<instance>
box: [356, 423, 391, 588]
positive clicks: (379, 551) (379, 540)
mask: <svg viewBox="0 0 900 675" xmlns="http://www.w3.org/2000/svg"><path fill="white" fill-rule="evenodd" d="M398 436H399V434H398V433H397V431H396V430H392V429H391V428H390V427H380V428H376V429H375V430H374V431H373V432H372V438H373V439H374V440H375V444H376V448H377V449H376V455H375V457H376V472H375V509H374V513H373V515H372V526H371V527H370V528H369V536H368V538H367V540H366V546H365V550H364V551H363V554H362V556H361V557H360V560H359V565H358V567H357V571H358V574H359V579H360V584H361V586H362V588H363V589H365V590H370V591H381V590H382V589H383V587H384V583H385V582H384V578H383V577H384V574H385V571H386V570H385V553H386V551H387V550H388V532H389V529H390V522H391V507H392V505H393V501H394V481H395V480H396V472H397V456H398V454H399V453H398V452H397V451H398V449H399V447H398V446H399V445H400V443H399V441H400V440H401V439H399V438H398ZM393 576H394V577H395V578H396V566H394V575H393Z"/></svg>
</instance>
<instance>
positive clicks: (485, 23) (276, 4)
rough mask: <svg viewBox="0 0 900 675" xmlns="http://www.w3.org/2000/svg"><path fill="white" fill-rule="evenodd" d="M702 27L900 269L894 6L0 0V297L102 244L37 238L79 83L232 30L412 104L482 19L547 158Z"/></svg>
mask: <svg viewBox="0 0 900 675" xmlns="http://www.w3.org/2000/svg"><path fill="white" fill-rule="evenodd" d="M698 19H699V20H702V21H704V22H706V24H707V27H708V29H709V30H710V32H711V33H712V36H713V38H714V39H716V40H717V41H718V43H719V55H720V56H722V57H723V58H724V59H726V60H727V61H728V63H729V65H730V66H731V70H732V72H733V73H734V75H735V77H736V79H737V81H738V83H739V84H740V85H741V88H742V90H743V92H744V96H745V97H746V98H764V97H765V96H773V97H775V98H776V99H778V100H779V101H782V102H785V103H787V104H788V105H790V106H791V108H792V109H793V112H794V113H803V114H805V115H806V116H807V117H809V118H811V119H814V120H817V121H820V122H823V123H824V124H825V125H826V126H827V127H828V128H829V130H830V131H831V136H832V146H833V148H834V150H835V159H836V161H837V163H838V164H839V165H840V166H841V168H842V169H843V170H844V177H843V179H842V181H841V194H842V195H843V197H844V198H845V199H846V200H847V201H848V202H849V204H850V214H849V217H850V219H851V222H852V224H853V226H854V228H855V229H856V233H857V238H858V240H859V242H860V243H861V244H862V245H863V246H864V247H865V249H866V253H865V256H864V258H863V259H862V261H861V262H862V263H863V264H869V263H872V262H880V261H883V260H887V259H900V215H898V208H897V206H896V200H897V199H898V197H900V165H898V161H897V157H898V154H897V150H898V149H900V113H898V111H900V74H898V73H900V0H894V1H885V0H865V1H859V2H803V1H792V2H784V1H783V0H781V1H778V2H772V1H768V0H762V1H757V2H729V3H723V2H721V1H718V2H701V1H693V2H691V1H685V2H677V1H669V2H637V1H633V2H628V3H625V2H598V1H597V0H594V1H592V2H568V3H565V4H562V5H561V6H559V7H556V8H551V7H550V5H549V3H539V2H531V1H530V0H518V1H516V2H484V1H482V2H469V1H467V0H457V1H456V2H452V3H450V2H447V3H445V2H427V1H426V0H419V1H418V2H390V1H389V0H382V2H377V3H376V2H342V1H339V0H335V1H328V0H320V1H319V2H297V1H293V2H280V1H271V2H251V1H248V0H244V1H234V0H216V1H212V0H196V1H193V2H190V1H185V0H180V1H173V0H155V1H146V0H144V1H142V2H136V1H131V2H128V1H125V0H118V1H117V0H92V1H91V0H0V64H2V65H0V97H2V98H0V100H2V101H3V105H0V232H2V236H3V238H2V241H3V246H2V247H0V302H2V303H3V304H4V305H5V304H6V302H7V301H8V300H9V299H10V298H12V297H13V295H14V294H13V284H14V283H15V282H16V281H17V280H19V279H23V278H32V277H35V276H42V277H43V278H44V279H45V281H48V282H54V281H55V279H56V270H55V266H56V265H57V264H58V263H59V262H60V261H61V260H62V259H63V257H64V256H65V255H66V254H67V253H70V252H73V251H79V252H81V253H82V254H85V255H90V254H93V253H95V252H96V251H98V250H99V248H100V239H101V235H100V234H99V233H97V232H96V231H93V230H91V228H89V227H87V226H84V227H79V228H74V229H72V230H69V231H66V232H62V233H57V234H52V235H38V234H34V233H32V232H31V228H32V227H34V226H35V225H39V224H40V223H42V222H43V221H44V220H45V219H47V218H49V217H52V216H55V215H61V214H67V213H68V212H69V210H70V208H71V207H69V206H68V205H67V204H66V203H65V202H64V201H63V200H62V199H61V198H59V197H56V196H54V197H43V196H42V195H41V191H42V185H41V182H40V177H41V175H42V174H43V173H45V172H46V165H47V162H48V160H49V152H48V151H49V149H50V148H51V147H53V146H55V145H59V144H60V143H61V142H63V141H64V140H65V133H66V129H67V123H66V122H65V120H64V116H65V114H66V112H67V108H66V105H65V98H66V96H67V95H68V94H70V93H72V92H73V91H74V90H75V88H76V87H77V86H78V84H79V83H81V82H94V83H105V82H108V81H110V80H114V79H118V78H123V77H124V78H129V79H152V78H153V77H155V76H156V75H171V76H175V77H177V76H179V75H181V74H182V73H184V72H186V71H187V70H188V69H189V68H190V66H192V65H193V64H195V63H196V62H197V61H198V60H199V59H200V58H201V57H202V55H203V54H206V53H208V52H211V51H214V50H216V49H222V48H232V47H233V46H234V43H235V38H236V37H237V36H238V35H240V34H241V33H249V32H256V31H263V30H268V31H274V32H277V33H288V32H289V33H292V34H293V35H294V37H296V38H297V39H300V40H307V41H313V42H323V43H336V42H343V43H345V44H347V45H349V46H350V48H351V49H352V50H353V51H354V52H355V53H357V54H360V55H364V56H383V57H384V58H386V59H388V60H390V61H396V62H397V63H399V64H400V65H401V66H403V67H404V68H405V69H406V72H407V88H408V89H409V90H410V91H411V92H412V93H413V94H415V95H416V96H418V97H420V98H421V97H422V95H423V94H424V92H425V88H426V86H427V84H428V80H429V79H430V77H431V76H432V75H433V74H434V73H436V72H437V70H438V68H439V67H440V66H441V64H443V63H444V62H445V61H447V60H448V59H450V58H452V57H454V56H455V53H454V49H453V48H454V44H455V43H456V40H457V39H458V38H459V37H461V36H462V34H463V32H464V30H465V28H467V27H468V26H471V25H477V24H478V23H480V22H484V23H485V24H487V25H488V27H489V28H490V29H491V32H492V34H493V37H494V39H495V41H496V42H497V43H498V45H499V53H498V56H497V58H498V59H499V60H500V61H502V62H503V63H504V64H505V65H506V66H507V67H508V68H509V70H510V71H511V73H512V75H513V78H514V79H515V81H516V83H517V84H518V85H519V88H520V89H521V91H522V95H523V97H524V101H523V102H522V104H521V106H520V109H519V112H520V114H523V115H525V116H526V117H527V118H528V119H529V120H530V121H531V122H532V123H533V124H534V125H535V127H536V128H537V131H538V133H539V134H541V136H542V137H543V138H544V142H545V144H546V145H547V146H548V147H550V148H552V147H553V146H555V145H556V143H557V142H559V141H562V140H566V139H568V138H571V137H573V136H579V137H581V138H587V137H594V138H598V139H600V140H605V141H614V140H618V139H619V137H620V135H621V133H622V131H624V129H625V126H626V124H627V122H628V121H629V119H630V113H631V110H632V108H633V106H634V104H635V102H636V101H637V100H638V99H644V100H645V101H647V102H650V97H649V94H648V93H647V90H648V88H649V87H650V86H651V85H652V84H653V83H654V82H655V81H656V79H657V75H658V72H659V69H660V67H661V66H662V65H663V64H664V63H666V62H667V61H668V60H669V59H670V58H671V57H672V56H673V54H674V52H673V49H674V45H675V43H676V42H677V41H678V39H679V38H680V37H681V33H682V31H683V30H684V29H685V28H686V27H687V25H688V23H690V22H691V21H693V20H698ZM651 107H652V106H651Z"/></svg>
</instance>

__TASK DESCRIPTION__
Copy the listing word for word, from its first line up to and including the line with "positive clicks: (379, 551) (379, 540)".

__SOLVED PROBLEM__
<instance>
box: [356, 423, 391, 588]
positive clicks: (379, 551) (379, 540)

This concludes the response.